## Records from a point-labeling set
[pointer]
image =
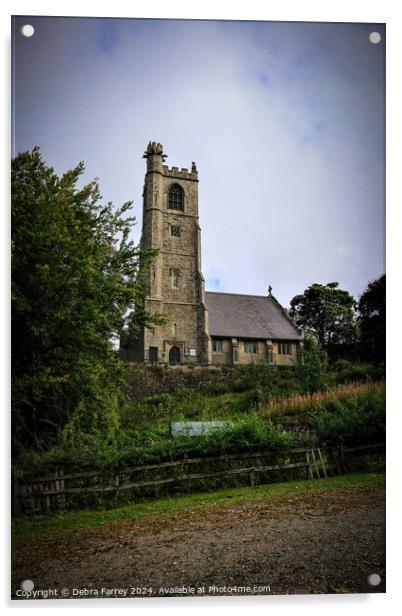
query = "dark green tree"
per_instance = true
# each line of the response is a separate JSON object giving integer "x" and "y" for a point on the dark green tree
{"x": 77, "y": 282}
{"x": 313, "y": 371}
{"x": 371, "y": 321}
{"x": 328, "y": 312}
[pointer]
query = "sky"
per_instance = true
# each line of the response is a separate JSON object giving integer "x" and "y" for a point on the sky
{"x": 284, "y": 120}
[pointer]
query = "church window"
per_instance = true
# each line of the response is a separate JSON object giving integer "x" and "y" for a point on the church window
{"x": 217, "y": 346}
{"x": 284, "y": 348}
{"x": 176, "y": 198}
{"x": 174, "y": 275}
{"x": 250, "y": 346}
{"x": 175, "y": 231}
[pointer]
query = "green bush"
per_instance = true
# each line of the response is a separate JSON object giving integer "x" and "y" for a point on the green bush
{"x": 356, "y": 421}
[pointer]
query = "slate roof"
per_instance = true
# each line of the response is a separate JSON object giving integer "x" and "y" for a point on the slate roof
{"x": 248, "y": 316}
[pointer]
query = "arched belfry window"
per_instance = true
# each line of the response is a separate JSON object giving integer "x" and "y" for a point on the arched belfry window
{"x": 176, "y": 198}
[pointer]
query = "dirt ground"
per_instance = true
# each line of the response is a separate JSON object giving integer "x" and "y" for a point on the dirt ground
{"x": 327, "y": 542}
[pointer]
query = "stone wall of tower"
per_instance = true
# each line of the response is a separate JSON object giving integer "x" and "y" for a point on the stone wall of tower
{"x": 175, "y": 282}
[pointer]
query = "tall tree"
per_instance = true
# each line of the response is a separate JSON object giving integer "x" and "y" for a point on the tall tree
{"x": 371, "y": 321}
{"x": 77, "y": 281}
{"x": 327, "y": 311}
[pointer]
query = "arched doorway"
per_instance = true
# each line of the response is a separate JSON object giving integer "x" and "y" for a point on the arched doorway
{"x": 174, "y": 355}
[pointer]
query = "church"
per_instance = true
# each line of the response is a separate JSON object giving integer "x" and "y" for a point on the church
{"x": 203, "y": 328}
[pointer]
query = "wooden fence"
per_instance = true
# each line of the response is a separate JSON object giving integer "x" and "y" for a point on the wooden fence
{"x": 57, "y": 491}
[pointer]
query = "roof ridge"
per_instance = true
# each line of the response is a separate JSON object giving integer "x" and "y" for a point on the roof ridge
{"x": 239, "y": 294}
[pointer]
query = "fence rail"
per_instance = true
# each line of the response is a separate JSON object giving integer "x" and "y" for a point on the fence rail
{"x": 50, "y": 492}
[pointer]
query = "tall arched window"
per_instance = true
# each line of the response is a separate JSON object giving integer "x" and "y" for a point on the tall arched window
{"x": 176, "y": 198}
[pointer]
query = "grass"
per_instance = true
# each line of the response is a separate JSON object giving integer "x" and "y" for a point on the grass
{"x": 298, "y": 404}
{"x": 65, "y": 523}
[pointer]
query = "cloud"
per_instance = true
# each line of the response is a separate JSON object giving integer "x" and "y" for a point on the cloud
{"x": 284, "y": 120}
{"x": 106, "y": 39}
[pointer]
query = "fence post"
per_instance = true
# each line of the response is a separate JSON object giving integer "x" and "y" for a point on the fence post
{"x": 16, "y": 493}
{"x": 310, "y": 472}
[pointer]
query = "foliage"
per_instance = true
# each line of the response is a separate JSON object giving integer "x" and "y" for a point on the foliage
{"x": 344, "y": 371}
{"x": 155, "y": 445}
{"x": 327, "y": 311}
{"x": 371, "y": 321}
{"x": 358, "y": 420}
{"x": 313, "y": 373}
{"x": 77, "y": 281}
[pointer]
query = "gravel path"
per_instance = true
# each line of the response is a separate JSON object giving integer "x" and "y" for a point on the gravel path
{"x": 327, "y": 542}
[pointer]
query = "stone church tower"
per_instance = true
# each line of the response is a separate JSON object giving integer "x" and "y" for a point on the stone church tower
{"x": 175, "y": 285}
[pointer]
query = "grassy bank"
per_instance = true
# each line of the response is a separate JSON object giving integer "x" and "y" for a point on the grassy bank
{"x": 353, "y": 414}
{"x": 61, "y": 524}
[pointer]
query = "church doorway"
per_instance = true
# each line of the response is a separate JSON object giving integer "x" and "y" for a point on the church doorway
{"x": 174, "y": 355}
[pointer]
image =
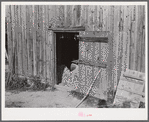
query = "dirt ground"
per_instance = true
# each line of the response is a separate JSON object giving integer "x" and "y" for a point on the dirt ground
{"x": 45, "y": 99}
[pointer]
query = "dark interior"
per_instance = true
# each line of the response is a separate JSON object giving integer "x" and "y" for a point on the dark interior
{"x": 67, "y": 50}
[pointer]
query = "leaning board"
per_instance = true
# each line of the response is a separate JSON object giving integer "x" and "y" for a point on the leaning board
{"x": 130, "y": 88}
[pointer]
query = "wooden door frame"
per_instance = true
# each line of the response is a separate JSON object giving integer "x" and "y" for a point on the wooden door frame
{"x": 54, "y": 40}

## What to work on
Count the lines in the records above that contain the string "interior". Give the number only.

## Exercise answer
2